=== Excerpt ===

- Theatrical release poster
- Directed by: Robert Enrico
- Written by: Robert Enrico Pascal Jardin Claude Veillot
- Produced by: Pierre Caro
- Starring: Philippe Noiret Romy Schneider Jean Bouise
- Cinematography: Étienne Becker
- Edited by: Ava Zora Eva Zora
- Music by: François de Roubaix
- Production companies: Les Productions Artistes Associés Mercure Productions TIT Filmproduktion GmbH
- Distributed by: Les Artistes Associés (France) Mercure Productions (West Germany)
- Release date: 22 August 1975;
- Running time: 103 minutes
- Countries: France West Germany
- Language: French
- Box office: 3,365,471 admissions (France)

= Le vieux fusil =

Le vieux fusil (English title: The Old Gun or Vengeance One by One) is a 1975 French-West German war drama film directed by Robert Enrico, and starring Philippe Noiret, Romy Schneider and Jean Bouise. It won the 1976 César Award for Best Film, Best Actor and Best Music, and was nominated for best director, supporting actor, Screenplay, Dialogue or Adaptation, cinematography, editing and sound. The film is based on the Massacre of Oradour-sur-Glane in 1944.

==Plot==
In Montauban in 1944, following the Invasion of Normandy, Julien Dandieu, a pacifist surgeon and convinced humanist, leads a comfortable middle class life with his wife Clara and his daughter Florence, born from a previous union. As a member of the French Resistance, he provides treatment to the Maquisards in his hospital and is regularly threatened by the French Milice. Worried about the advances of German troops entering Montauban, Dandieu asks his friend Francois to drive his wife and his daughter to the remote village where he owns a château. One week later, Dandieu sets off to meet them for the weekend but the Germans have occupied the village. He finds that all the villagers have been herded into the church and shot. In the château, now occupied by the Germans, he finds his daughter shot and his wife immolated by a flame-thrower.

===

To do ::
**A.** Write out the Le vieux fusil page between "- Theatrical release" and "Productions (West Germany)", inclusive, with every character unchanged.
**B.** Using the Le vieux fusil page, decide whether each statement agrees with it. Answer yes or no and quote the deciding words exactly: (i) The film won the César Award for Best Film. (ii) Dandieu drives his wife and daughter to the village himself. (iii) The film runs 120 minutes.
You won't need the data to complete this work.

=== Data provided ===

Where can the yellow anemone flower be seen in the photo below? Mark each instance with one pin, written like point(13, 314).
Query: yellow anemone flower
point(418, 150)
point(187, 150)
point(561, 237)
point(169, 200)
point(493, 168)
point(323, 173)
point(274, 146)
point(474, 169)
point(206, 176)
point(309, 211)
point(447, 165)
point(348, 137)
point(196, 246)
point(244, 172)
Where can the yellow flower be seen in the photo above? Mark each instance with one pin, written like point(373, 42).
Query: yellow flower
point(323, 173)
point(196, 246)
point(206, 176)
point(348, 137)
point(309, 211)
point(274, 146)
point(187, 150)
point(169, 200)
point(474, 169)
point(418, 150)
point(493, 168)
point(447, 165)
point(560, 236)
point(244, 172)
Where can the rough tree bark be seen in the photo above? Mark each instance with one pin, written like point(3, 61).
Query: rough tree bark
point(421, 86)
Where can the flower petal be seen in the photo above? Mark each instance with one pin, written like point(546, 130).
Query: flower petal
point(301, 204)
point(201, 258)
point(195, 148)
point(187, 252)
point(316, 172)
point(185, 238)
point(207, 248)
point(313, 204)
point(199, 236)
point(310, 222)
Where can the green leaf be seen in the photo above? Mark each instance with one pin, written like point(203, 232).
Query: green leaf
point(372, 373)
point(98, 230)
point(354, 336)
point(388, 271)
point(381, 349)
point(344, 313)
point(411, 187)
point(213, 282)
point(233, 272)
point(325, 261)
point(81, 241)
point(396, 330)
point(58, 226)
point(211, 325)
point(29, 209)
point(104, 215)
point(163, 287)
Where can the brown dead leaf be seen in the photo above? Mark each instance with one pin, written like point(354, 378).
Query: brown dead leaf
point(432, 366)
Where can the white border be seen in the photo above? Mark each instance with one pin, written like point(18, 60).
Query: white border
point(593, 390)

===

Answers to the tasks ::
**A.**
- Theatrical release poster
- Directed by: Robert Enrico
- Written by: Robert Enrico Pascal Jardin Claude Veillot
- Produced by: Pierre Caro
- Starring: Philippe Noiret Romy Schneider Jean Bouise
- Cinematography: Étienne Becker
- Edited by: Ava Zora Eva Zora
- Music by: François de Roubaix
- Production companies: Les Productions Artistes Associés Mercure Productions TIT Filmproduktion GmbH
- Distributed by: Les Artistes Associés (France) Mercure Productions (West Germany)

**B.**
(i) Yes: "It won the 1976 César Award for Best Film, Best Actor and Best Music"
(ii) No: "Dandieu asks his friend Francois to drive his wife and his daughter to the remote village"
(iii) No: "Running time: 103 minutes"